■ Página ■
........

Futebol não é uma certeza para quem joga em time de Interior — justifica.

Natural de Porto Alegre, criado no bairro Vila Nova, o mesmo de Ronaldinho, Almir sempre quis ser jogador. 

O sonho virou realidade no Cruzeiro, onde chegou em 2005, com 17 anos, e saiu somente em 2013.

— Fomos vice-campeões gaúchos de juniores em 2008 — recorda o volante.

Na temporada passada, o primeiro aperto financeiro assustou. 

O ano começou no Vilhena, de Rondônia. 

Depois, o destino foi o União de Frederico Westphalen. 

Porém, mesmo após subir com o time de Frederico Westphalen para a Série A do Gauchão, as propostas para jogar no segundo semestre não apareceram. 

A saída foi ajudar a mulher, Ana, na produção de eventos e até trabalhar no Tribunal Regional Eleitoral (TRE) durante as eleições.

— Ano passado, a gente passou dificuldades. Tive que me virar — destaca Almir.

Por isso, há três meses, quando o sogro resolveu investir em uma autopeça e oferecer para o jogador e a filha tocarem o negócio, o meio-campista resolveu aceitar.

— É complicado sempre ficar correndo atrás para pagar as contas. Preciso pensar no futuro — enfatiza.

E com o encerramento do Gauchão, a rotina mudou radicalmente. 

Os treinos, jogos e concentrações foram trocados por um expediente mais tradicional, das 8h às 12h e das 13h30min às 18h, mas não menos puxado.

— O futebol te priva de muita coisa, tu fica longe da família, sofre pressão, nem sempre os momentos são bons — comenta Almir.

Sobre sua estreia no ramo de autopeças, destaca que no começo estranhou, mas está pegando o jeito.

........

■ Material ■
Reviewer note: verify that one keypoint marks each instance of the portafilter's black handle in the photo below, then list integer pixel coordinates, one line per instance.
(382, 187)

........

■ Tarefas ■
1. Segundo a reportagem sobre Almir, por que ele aceitou tocar a autopeça oferecida pelo sogro? Explique em uma a três frases.
2. De acordo com a reportagem sobre Almir, em que ano e com quantos anos ele chegou ao Cruzeiro?
3. Transcreva o trecho da reportagem sobre Almir que começa nas palavras "Porém, mesmo após" e termina após "futuro — enfatiza.".
Este material é independente da reportagem sobre Almir.

■ Respostas ■
1. No ano anterior, Almir passou por dificuldades financeiras: não recebeu propostas para jogar no segundo semestre e precisou se virar ajudando a mulher com eventos e trabalhando no TRE. Por isso aceitou o negócio, já que, como ele diz, é complicado viver correndo atrás para pagar as contas e ele precisa pensar no futuro.

2. Ele chegou ao Cruzeiro em 2005, com 17 anos.

3.
Porém, mesmo após subir com o time de Frederico Westphalen para a Série A do Gauchão, as propostas para jogar no segundo semestre não apareceram. 

A saída foi ajudar a mulher, Ana, na produção de eventos e até trabalhar no Tribunal Regional Eleitoral (TRE) durante as eleições.

— Ano passado, a gente passou dificuldades. Tive que me virar — destaca Almir.

Por isso, há três meses, quando o sogro resolveu investir em uma autopeça e oferecer para o jogador e a filha tocarem o negócio, o meio-campista resolveu aceitar.

— É complicado sempre ficar correndo atrás para pagar as contas. Preciso pensar no futuro — enfatiza.